• 任务:
1. 把这篇题解中从“int ans[N];”开始、一直到“i <= top; i++)”为止的部分重新写出，其中的“ans”一律更新为“vis”。
2. 根据这篇题解回答：
(a) 可见的直线构成什么？
(b) 直线先按哪两项、以什么顺序排序？
(c) 代码中 eps 的值是多少？

• 阅读节选:
□ □ □ □ □
BZOJ 1007. [HNOI2008]水平可见直线

可见的直线为一下凸壳。

先按斜率和截距从小到大排序，再用单调栈判断交点的相对位置即可。

#include <bits/stdc++.h>

const int N = 5e4 + 7;
const double eps = 1e-7;

inline int dcmp(double x) {
    if (fabs(x) < eps) return 0;
    return x < 0 ? -1 : 1;
}

struct P {
    double x, y;
    int id;
    inline bool operator < (const P &rhs) const {
        if (dcmp(x - rhs.x) == 0) return y < rhs.y;
        return x < rhs.x;
    }
} p[N];

int st[N], top;

inline double crossx(const P &a, const P &b) {
    return (a.y - b.y) / (b.x - a.x);
}

void ins(int id) {
    const P &cur = p[id];
    while (top) {
        if (dcmp(p[st[top]].x - cur.x) == 0) top--;
        else if (top > 1 && dcmp(crossx(p[st[top]], cur) - crossx(p[st[top]], p[st[top - 1]])) <= 0) top--;
        else break;
    }
    st[++top] = id;
}

int ans[N];

int main() {
    int n;
    scanf("%d", &n);
    for (int i = 1; i <= n; i++) {
        scanf("%lf%lf", &p[i].x, &p[i].y);
        p[i].id = i;
    }
    std::sort(p + 1, p + 1 + n);
    for (int i = 1; i <= n; i++)
        ins(i);
    for (int i = 1; i <= top; i++)
        ans[p[st[i]].id] = 1;
    for (int i = 1; i <= n; i++)
        if (ans[i])
            printf("%d ", i);
    return 0;
}
□ □ □ □ □
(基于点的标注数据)
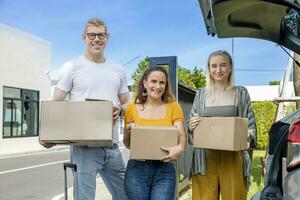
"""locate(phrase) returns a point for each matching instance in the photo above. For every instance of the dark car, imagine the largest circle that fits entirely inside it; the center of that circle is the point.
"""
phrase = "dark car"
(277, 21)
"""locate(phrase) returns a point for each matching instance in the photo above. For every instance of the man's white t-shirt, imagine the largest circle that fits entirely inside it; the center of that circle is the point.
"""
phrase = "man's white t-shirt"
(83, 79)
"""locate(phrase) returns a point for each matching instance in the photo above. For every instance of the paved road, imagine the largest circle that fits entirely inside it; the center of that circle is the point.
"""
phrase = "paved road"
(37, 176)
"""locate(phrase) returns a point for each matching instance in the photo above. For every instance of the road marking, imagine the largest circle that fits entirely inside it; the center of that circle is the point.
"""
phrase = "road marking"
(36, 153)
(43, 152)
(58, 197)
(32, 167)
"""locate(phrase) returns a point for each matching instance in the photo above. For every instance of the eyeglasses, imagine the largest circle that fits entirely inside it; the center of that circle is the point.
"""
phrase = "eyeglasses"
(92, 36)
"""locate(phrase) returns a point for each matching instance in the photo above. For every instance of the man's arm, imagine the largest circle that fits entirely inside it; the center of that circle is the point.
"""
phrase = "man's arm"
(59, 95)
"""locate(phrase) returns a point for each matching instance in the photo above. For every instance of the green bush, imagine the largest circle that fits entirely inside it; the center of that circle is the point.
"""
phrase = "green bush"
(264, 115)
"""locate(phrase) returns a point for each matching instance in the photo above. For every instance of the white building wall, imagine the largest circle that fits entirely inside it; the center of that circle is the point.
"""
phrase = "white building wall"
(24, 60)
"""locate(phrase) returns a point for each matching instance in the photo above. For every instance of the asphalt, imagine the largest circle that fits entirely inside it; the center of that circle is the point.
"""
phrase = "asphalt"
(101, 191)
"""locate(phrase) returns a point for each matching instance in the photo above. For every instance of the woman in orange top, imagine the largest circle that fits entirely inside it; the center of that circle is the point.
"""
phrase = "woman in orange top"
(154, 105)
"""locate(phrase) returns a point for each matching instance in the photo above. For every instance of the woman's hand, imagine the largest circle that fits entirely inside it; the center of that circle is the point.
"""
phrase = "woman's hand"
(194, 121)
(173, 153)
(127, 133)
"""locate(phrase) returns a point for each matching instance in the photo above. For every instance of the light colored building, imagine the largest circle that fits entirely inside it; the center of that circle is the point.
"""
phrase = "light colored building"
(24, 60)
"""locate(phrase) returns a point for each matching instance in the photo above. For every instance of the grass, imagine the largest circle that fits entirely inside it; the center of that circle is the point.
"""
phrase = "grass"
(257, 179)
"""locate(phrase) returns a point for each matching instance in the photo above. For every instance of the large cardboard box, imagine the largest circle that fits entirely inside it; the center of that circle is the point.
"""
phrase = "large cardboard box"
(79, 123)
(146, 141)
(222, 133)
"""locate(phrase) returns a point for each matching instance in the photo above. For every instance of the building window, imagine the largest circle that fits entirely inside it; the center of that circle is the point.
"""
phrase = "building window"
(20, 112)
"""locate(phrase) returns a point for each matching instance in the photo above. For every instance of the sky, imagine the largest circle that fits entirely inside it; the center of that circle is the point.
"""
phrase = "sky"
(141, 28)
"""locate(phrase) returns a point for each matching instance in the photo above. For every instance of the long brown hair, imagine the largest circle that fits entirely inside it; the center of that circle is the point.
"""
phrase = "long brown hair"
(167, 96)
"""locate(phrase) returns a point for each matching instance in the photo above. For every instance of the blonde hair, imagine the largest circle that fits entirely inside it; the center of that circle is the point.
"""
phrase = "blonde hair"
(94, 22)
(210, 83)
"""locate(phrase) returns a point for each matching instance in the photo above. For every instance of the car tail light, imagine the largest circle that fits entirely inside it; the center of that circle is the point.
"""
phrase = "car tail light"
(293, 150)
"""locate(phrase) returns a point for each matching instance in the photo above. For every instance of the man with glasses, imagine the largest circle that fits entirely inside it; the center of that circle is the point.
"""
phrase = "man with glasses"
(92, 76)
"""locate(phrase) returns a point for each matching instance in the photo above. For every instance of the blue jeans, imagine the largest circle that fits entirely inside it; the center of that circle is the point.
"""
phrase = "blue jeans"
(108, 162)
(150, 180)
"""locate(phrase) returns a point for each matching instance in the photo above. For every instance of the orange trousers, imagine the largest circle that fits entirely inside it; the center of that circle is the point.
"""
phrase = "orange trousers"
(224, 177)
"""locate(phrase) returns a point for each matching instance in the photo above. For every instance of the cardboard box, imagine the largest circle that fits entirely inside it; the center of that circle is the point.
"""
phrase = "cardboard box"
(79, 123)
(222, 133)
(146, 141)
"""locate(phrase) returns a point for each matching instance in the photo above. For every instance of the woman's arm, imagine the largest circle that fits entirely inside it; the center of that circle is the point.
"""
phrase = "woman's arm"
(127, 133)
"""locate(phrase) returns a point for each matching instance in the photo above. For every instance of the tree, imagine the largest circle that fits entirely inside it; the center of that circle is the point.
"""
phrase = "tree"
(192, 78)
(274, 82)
□ □ □ □ □
• 题目解答:
1.
int vis[N];

int main() {
    int n;
    scanf("%d", &n);
    for (int i = 1; i <= n; i++) {
        scanf("%lf%lf", &p[i].x, &p[i].y);
        p[i].id = i;
    }
    std::sort(p + 1, p + 1 + n);
    for (int i = 1; i <= n; i++)
        ins(i);
    for (int i = 1; i <= top; i++)

2.
(a) 一个下凸壳。
(b) 按斜率和截距从小到大排序。
(c) 1e-7。